Posts Tagged ‘cubs’

 

Something good from the All-Star game…

I’m not going to go off on MLB for starting events at a time that I can barely keep my eyes open on the East Coast.  Or the over-produced national anthem that takes sixteen minutes to belt out (shut up and sing the damn song).  Or that the only reason the game “counts” is because of World Series home-field advantage for the winner.  (It’s nothing more than a ploy to get people to watch, nothing more.)

But hat’s off to President Obama, wearing his White Sox jacket to throw out the first pitch.  Not some non-descript All-Star Game jacket, not a Cardinals jacket, but his hometown White Sox.  In a celebration of the best players in the sport, and with each and every team being represented in the game, there’s no reason for him NOT to.  And no, I don’t think he would have done it any differently if the game were at Minneapolis, or if he were a Cubs fan, I’m sure he would have worn a Cubs jacket in St. Louis.

> EXERCISE TASKS
A – Answer these questions using the All-Star game post:
(i) How long does the writer say the national anthem takes to sing?
(ii) According to the writer, what is the only reason the game "counts"?
(iii) What did President Obama wear to throw out the first pitch?
B – Pick up the All-Star game post after its last sentence and keep writing it in the same voice.
These entries have nothing to do with the All-Star game post.

> Coordinate labeling data
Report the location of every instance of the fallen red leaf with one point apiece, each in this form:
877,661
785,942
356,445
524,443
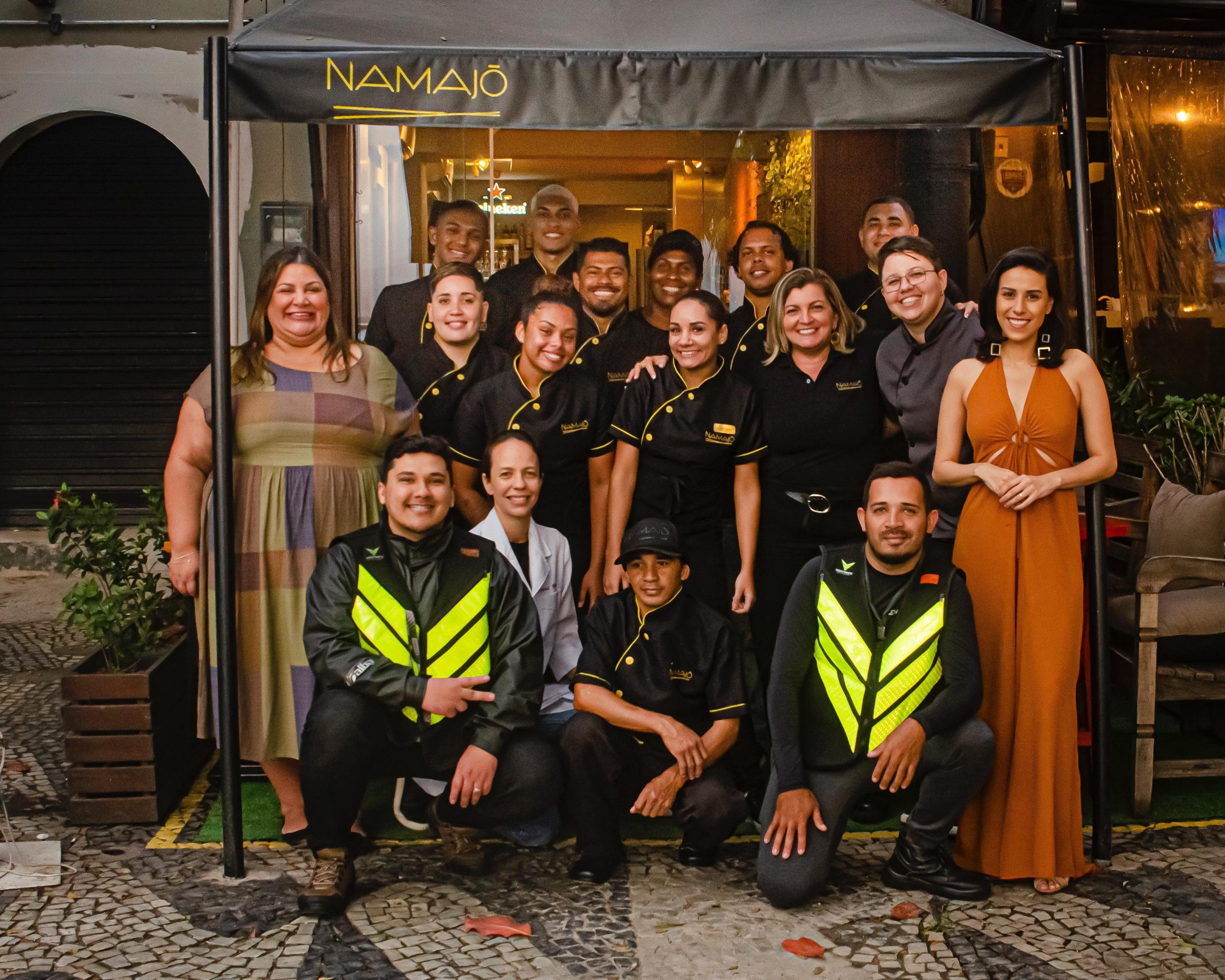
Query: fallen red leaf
805,947
497,925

> IN RESPONSE
A –
(i) Sixteen minutes.
(ii) World Series home-field advantage for the winner.
(iii) His White Sox jacket.

B –
That’s a page out of my book.  I always wore my Yankee cap in Fenway, even if the Yanks weren’t playing.  You show your loyalty, but you don’t be an asshole about it.

 
 
 

Know who you’re rooting for…

So tonight’s the All-Star Game.  Anybody who knows me knows I’m a huge baseball fan.  America’s pastime.  Ballparks, beer, and brats.  I’ve travelled countless miles to attend games in numerous stadiums, some of which no longer stand.  I pay through the nose to watch my beloved Yankees on TV, since I don’t live in the home market.  I listen to games on the radio at work, in the car, etc. 

 

But did you ever realize that a bunch of pansy names the teams have?  Hardly any invoke an image of strength, competitiveness, or machismo.  Then again, many of them were coined in the late 1800’s and early 1900’s.  They spoke a different English back then, which probably began the tradition of naming teams after the most ridiculous stuff.

 

Like garments.  And by garments, I mean stockings…er…socks: the Boston Red Sox, Chicago White Sox, and the Cincinnati Reds.  No, the Reds weren’t named after the Communist party, they were the Red Stockings.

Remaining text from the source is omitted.